Find the line with "Can you spot the eyeglasses?" in the listing below. Write it out exactly, along with every later line up to the final one.

--- Data for analysis ---

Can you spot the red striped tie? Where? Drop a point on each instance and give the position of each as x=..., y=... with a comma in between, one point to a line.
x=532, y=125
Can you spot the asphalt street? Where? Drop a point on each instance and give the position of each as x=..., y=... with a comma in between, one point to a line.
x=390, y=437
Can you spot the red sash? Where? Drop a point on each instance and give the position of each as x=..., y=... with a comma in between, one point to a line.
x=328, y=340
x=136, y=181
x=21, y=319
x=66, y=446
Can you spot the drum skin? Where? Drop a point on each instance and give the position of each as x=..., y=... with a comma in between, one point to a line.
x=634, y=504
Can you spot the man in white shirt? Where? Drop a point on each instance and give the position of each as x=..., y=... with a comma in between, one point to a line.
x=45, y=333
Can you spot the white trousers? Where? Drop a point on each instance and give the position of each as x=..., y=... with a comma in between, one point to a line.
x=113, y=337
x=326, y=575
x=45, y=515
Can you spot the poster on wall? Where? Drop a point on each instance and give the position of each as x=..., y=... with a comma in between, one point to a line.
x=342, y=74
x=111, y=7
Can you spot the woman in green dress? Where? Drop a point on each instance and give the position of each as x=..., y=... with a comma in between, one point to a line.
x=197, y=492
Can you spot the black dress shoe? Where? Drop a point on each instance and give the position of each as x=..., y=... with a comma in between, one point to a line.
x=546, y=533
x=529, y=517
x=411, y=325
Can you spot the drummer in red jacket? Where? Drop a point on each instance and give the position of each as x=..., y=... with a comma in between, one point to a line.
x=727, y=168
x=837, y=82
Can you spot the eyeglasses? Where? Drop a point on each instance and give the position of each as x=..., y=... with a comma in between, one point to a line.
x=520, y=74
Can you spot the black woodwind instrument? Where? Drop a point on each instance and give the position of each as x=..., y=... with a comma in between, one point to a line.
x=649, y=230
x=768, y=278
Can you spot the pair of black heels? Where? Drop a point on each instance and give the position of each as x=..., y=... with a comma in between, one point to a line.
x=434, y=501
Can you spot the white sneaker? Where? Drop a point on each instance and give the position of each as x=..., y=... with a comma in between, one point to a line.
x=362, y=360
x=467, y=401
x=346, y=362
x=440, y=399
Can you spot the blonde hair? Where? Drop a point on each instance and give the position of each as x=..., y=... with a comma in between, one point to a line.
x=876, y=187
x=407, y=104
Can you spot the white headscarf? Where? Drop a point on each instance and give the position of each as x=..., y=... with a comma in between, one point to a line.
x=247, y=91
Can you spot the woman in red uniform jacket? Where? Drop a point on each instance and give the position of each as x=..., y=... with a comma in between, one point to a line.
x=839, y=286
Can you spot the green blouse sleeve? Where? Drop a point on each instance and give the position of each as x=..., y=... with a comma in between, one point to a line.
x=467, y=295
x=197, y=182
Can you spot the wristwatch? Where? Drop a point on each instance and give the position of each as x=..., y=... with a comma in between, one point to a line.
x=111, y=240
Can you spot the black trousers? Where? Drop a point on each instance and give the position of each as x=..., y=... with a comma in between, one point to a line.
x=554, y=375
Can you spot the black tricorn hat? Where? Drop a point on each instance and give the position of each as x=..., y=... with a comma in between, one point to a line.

---

### Answer below:
Can you spot the eyeglasses? Where? Drop a point on each instance and give the position of each as x=..., y=... with a comma in between, one point to a line.
x=520, y=74
Can you spot the black woodwind instrument? Where? Drop a point on each instance and give the position of each as x=..., y=... with a comma in between, one point to a line.
x=649, y=230
x=768, y=278
Can you spot the pair of black heels? Where? Drop a point on each instance and give the position of each as x=..., y=... with a comma in between, one point to a line.
x=434, y=501
Can you spot the white sneaker? Where? Drop a point on each instance and give the position of each as x=..., y=... with a comma in between, one point to a line.
x=362, y=360
x=467, y=401
x=346, y=362
x=440, y=399
Can you spot the blonde hair? Where? Drop a point on each instance and give the position of each as x=..., y=... with a comma in between, one point to a line.
x=876, y=187
x=407, y=104
Can you spot the white headscarf? Where? Drop a point on each instance and give the position of each as x=..., y=... with a comma in between, one point to a line.
x=247, y=91
Can you spot the woman in red uniform jacket? Where? Drop a point on each instance and give the position of each as x=..., y=... with a comma in between, one point to a line.
x=839, y=286
Can you spot the green blouse sleeve? Where? Drop a point on each instance and give the position of each as x=..., y=... with a comma in between, one point to a line.
x=467, y=295
x=197, y=182
Can you spot the wristwatch? Where? Drop a point on each instance and give the position of each as x=..., y=... with a comma in between, one point to a line.
x=111, y=240
Can you spot the black trousers? Where? Drop a point on each instance and give the position of each as x=..., y=... with a comma in between, one point to a line.
x=554, y=375
Can you spot the black tricorn hat? Where? Drop a point on each instance and give the position of each as x=..., y=... with a comma in between, one point to a line.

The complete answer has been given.